Your instructions.
Copy out in full every line of the material below that contains the string "person". Treat uppercase and lowercase letters as different.

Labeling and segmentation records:
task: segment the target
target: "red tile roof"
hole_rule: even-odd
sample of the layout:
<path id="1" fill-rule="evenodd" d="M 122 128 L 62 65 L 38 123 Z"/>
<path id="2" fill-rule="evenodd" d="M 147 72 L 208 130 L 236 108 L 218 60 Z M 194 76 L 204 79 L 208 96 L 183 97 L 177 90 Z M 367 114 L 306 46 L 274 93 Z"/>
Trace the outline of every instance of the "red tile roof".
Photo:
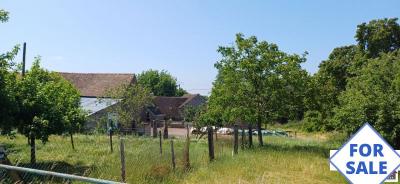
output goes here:
<path id="1" fill-rule="evenodd" d="M 109 89 L 136 82 L 134 74 L 66 72 L 59 74 L 71 82 L 84 97 L 105 97 Z"/>

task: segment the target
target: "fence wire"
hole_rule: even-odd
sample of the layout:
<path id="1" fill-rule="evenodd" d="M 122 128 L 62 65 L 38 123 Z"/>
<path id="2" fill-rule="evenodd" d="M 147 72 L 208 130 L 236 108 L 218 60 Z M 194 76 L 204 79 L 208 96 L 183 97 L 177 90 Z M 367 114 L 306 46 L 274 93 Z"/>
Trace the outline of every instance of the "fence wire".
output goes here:
<path id="1" fill-rule="evenodd" d="M 163 134 L 163 129 L 159 128 Z M 196 138 L 197 137 L 197 138 Z M 196 168 L 209 163 L 206 137 L 191 136 L 190 167 Z M 45 144 L 36 142 L 36 163 L 30 163 L 30 146 L 27 138 L 16 135 L 14 138 L 0 136 L 0 144 L 6 149 L 10 165 L 98 178 L 127 183 L 176 182 L 187 172 L 184 160 L 184 136 L 169 135 L 168 138 L 154 138 L 151 133 L 136 134 L 126 131 L 107 134 L 77 134 L 73 143 L 69 135 L 51 136 Z M 121 166 L 120 140 L 123 139 L 125 170 Z M 171 139 L 174 141 L 176 167 L 172 164 Z M 74 149 L 73 149 L 74 147 Z M 218 136 L 215 142 L 216 157 L 232 154 L 232 137 Z M 122 173 L 125 172 L 125 181 Z M 24 183 L 83 183 L 54 176 L 43 176 L 17 172 Z M 0 169 L 0 183 L 15 183 L 10 171 Z"/>

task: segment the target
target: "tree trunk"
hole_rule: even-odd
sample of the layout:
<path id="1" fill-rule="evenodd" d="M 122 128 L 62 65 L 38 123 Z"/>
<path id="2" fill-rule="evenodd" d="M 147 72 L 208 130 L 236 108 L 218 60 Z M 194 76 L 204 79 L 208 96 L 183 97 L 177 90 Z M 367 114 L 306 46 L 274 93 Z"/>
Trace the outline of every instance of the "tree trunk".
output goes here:
<path id="1" fill-rule="evenodd" d="M 71 145 L 72 145 L 72 150 L 75 150 L 75 144 L 74 144 L 74 136 L 72 133 L 69 134 L 71 137 Z"/>
<path id="2" fill-rule="evenodd" d="M 258 143 L 262 147 L 264 145 L 263 143 L 263 137 L 262 137 L 262 132 L 261 132 L 261 118 L 258 116 L 257 118 L 257 132 L 258 132 Z"/>
<path id="3" fill-rule="evenodd" d="M 36 164 L 36 143 L 35 143 L 35 135 L 31 133 L 30 135 L 30 143 L 31 143 L 31 164 Z"/>
<path id="4" fill-rule="evenodd" d="M 253 127 L 249 124 L 249 148 L 253 147 Z"/>

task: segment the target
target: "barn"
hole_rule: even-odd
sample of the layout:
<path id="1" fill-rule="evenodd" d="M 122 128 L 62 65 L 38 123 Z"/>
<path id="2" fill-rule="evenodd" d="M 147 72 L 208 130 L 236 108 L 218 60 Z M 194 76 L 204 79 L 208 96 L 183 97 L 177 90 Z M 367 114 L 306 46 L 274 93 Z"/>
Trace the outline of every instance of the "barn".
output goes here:
<path id="1" fill-rule="evenodd" d="M 88 120 L 84 126 L 86 131 L 105 130 L 107 123 L 114 122 L 117 126 L 117 115 L 112 106 L 118 99 L 107 97 L 108 90 L 121 85 L 135 84 L 134 74 L 121 73 L 66 73 L 59 72 L 71 82 L 80 92 L 81 106 L 88 112 Z M 183 111 L 188 106 L 200 106 L 206 103 L 206 98 L 199 94 L 185 94 L 181 97 L 156 96 L 153 106 L 142 113 L 142 122 L 172 120 L 182 122 Z"/>

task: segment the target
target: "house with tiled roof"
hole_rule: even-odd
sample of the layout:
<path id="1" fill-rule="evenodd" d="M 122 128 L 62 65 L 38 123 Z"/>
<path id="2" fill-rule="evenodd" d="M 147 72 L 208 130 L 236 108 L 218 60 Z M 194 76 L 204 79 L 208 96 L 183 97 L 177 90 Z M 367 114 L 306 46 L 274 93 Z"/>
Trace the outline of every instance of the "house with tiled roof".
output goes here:
<path id="1" fill-rule="evenodd" d="M 112 113 L 111 108 L 119 102 L 119 99 L 109 98 L 106 95 L 108 90 L 136 83 L 134 74 L 65 72 L 59 72 L 59 74 L 80 92 L 81 107 L 89 114 L 85 125 L 87 130 L 94 130 L 99 123 L 104 124 L 104 121 L 108 121 L 110 117 L 115 118 L 115 113 Z M 185 107 L 199 106 L 205 102 L 206 99 L 199 94 L 186 94 L 181 97 L 157 96 L 154 98 L 154 106 L 148 107 L 142 113 L 142 121 L 169 119 L 182 121 Z"/>

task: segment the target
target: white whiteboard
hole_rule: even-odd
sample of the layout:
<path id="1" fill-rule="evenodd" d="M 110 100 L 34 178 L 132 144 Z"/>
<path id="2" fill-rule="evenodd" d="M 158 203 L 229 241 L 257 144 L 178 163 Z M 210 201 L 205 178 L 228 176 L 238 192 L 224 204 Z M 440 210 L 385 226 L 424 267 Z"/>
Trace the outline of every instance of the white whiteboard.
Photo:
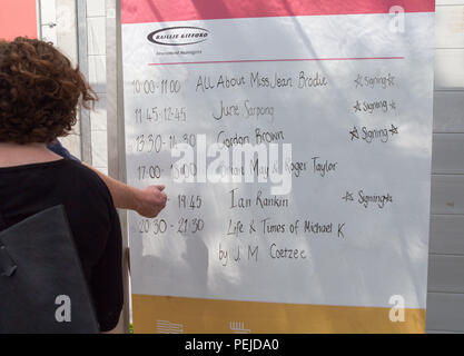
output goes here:
<path id="1" fill-rule="evenodd" d="M 376 307 L 402 295 L 425 308 L 434 22 L 405 17 L 407 31 L 392 31 L 389 14 L 122 26 L 128 184 L 164 184 L 169 196 L 156 219 L 129 215 L 134 294 Z M 208 34 L 188 47 L 146 40 L 175 27 Z M 230 115 L 218 119 L 221 107 Z M 292 145 L 302 170 L 288 195 L 257 179 L 174 181 L 174 142 L 255 145 L 257 129 Z M 197 168 L 216 158 L 199 151 Z M 261 207 L 265 197 L 282 206 Z"/>

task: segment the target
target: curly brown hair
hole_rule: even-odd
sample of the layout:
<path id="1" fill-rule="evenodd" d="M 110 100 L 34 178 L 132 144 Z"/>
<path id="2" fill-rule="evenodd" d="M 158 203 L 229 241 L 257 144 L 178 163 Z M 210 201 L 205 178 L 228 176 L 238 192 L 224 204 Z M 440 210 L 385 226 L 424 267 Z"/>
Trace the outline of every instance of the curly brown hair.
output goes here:
<path id="1" fill-rule="evenodd" d="M 52 43 L 0 40 L 0 142 L 52 142 L 76 125 L 77 105 L 97 95 Z"/>

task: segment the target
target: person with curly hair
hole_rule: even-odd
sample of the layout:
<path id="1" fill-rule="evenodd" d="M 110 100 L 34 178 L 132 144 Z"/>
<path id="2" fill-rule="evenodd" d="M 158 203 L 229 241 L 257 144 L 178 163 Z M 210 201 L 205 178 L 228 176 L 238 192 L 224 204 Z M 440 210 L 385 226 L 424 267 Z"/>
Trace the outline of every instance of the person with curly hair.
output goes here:
<path id="1" fill-rule="evenodd" d="M 70 132 L 78 103 L 91 108 L 96 99 L 79 69 L 51 43 L 0 40 L 0 231 L 62 205 L 100 330 L 108 332 L 124 304 L 113 200 L 95 171 L 47 148 Z"/>

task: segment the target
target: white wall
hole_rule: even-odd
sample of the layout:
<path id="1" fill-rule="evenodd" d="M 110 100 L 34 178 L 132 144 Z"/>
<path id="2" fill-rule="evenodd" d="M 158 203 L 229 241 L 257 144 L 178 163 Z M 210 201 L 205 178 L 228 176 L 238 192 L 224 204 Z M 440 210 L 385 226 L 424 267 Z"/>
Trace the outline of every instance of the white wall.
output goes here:
<path id="1" fill-rule="evenodd" d="M 65 8 L 75 1 L 41 0 L 42 23 L 68 19 Z M 107 172 L 106 7 L 105 0 L 86 1 L 88 77 L 100 97 L 97 112 L 90 113 L 91 159 L 93 167 Z M 61 23 L 55 30 L 42 27 L 42 33 L 72 52 L 70 34 L 60 34 Z M 436 0 L 435 47 L 426 329 L 464 333 L 464 0 Z M 79 134 L 77 129 L 63 140 L 78 157 Z"/>

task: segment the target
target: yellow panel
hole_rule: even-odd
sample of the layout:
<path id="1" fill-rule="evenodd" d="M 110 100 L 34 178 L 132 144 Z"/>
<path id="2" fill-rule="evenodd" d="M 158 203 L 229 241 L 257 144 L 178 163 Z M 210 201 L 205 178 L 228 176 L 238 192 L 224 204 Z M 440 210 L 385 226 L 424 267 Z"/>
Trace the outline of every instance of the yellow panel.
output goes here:
<path id="1" fill-rule="evenodd" d="M 132 295 L 134 332 L 187 334 L 424 333 L 425 309 L 215 300 Z"/>

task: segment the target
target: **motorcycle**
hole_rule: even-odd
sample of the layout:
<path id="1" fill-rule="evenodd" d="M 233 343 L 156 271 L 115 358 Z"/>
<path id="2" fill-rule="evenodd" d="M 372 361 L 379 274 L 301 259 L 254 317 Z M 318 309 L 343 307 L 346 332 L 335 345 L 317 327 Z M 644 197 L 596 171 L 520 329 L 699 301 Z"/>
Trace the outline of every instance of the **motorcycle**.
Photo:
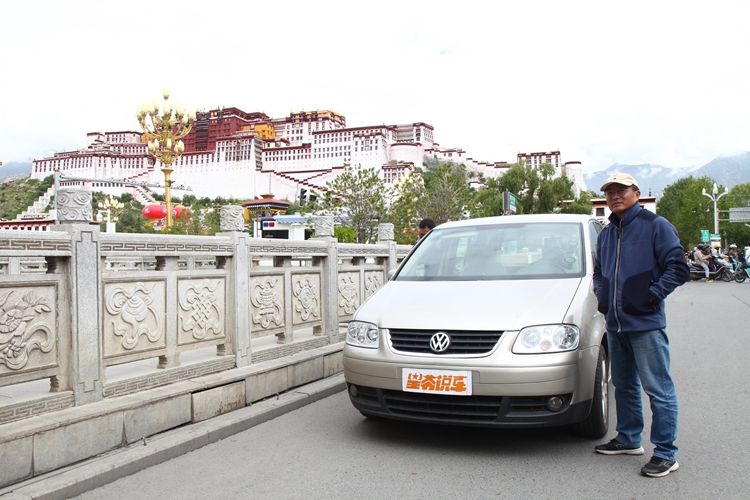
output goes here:
<path id="1" fill-rule="evenodd" d="M 750 278 L 750 266 L 743 264 L 734 271 L 734 281 L 742 283 L 746 279 Z"/>
<path id="2" fill-rule="evenodd" d="M 696 264 L 690 264 L 690 279 L 698 281 L 706 277 L 706 272 L 702 267 Z M 747 277 L 747 276 L 746 276 Z M 737 276 L 729 266 L 719 265 L 708 269 L 708 279 L 710 280 L 721 280 L 730 282 L 732 279 L 737 280 Z M 744 281 L 744 280 L 743 280 Z"/>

Output of the exercise.
target: person with curly hair
Trace the outline of every instance of the person with curly hair.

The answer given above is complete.